Each line of the data must be copied exactly.

--

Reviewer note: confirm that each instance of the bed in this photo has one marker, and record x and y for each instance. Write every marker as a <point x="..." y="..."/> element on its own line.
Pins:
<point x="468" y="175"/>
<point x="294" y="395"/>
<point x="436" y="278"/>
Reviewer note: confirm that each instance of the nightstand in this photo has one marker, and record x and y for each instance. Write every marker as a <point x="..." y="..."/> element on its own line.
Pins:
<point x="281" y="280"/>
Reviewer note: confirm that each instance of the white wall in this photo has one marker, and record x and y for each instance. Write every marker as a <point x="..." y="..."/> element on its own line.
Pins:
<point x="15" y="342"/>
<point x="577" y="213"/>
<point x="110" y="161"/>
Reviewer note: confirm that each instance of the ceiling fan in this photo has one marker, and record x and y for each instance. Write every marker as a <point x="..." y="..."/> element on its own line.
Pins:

--

■ Solution ■
Reviewer note: confirm that each instance of the bed in this photo has one marker, and record x and y for each instance. Write every marker as a <point x="..." y="..."/> element on its own line.
Pins:
<point x="468" y="175"/>
<point x="294" y="395"/>
<point x="436" y="278"/>
Reviewer note: confirm that each instance of the nightstand in this photo has one marker, and record x and y for each instance. Write every marker as a <point x="..." y="..."/> element on its own line.
Pins:
<point x="281" y="280"/>
Reviewer note: confirm that each instance of the white wall in this photo has one marker, and record x and y for each instance. Write every marker as a <point x="..." y="..."/> element on its own line.
Pins:
<point x="15" y="342"/>
<point x="577" y="213"/>
<point x="110" y="161"/>
Reviewer note: confirm that each instance of the ceiling fan in this photo has one marker, and record x and y for each instance. Write every marker as a <point x="..." y="..."/> element on its own line.
Pins:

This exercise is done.